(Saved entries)
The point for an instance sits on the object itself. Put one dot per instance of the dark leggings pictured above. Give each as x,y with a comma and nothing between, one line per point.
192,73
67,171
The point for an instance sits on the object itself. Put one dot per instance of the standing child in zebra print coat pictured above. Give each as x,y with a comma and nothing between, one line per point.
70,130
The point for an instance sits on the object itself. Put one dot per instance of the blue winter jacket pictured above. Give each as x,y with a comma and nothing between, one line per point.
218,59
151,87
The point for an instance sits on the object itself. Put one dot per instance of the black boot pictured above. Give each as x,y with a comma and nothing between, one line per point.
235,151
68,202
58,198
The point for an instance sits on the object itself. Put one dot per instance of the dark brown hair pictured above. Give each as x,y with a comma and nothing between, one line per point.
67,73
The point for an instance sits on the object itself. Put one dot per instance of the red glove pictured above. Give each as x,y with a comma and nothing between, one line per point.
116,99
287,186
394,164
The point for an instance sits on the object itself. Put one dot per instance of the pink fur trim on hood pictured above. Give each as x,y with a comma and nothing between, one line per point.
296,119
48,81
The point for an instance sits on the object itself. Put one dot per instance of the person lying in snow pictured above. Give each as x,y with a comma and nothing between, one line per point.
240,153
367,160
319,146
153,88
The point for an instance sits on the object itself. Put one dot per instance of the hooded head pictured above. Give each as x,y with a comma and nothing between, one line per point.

• **GOAL OF THE EXERCISE**:
After locating the line containing "the red glove", write out that line and all remaining lines of the records exactly, with nothing added.

• **EXERCISE ANSWER**:
The point for an instance sits on the object itself. Put one dot per instance of the red glove pictured above. Give each as x,y with a comma and nothing between, one line per point.
116,99
287,186
394,164
The point for an instance sits on the object itself. Put one dot per instance of the pink fur trim on hood pictured above. Give each as x,y with a comma and nothing between, one line per point.
296,119
48,81
The point for an instance sits on the object itself. Put one dot per instance of the person lying in snow pictured above. Give each as x,y with a comma and nothing between, one line per point.
240,153
367,160
319,146
153,88
The point for an instance sits on the object itself. Put one dot per instance of the hooded head pictured above. Give each as x,y with a comma and nothing between, one line per point.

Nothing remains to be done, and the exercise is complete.